## Excerpt to read
______________________________

Do you ever get frustrated when, after taking a presentation skills course, you're not immediately much better at giving presentations? I mean, you've learned all those great new techniques...right?
I recently heard an interview on WAMU's Kojo Nnamdi Show that offers an explanation. According to Robert Maurer, Director of Behavioral Sciences at the UCLA Medical Center, in his book One Small Step Can Change Your Life:The Kaizen Way, you need to break down the overall task you want to accomplish into very small steps. The smaller the step, the easier it is for the brain to learn new behavior.
THE KAIZEN WAY
The basis for this approach is kaizen, the ancient Asian philosophy of "achieving great and lasting success through small, steady steps." Maurer says that these small steps "disarm the brain's fear response." Since fear plays a role in all types of change, both positive and negative, disarming or negating the fear creates room to achieve desired results.
An associated technique Maurer endorses is mind sculpture (I've posted here about visualization) where you "visualize virtual change to effect real change." That is, you imagine, in as small detail as possible, what you want to have happen or how you want things to go. When the brain cells realize that something is important to you, because you've visualized it multiple times, they commit to it.
So what does this mean for presentations?
- Pick one thing to work on that will improve your presentation [such as focusing more on the audience].
- Break that thing down into very small steps [find out 3 issues that are important to this audience; write out 3 questions that you will pose to the audience during your presentation; write into your presentation notes 6 places where you will specifically make eye contact with the audience; videotape yourself to observe the frequency of your eye contact].
- Then visualize, in minute detail, doing these things and include in your visualization the audience responding warmly and being engaged in what you're saying.
Once you see improvement and experience increased comfort with this aspect of your presentation, pick another aspect and repeat.
The brain is a creature of habit. Once it gets in the practice of knowing what you're going to ask of it, it will gladly oblige.

______________________________

## Supplied records

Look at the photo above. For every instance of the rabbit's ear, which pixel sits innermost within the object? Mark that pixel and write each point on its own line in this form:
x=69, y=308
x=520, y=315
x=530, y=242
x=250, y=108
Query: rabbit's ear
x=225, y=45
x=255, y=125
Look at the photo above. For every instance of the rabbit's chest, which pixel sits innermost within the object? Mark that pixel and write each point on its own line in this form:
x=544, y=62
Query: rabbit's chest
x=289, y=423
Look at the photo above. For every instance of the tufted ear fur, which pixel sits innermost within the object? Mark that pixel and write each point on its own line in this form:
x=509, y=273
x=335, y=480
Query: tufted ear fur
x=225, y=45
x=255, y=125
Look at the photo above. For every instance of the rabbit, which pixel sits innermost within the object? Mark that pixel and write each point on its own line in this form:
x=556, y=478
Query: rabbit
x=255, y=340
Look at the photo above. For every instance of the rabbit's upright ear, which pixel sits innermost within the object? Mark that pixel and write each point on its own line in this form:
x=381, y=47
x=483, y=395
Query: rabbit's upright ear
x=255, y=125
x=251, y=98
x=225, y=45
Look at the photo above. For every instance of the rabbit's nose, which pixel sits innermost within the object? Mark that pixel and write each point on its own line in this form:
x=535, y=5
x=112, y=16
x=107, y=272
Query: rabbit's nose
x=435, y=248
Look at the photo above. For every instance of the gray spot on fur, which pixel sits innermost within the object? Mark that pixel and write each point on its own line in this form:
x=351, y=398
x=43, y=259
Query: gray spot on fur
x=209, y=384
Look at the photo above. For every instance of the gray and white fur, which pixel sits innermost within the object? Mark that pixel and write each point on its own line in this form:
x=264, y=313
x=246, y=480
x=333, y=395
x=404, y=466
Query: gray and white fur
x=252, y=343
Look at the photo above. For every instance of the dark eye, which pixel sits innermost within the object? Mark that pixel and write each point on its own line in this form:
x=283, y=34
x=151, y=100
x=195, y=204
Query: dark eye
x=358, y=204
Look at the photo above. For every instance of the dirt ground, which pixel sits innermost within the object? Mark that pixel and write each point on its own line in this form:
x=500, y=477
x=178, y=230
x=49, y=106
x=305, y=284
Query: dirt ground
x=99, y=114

______________________________

## Activity
Translate into Spanish this sentence from the presentation-skills article above: "The smaller the step, the easier it is for the brain to learn new behavior."

## Reply to the task
Cuanto más pequeño es el paso, más fácil le resulta al cerebro aprender un nuevo comportamiento.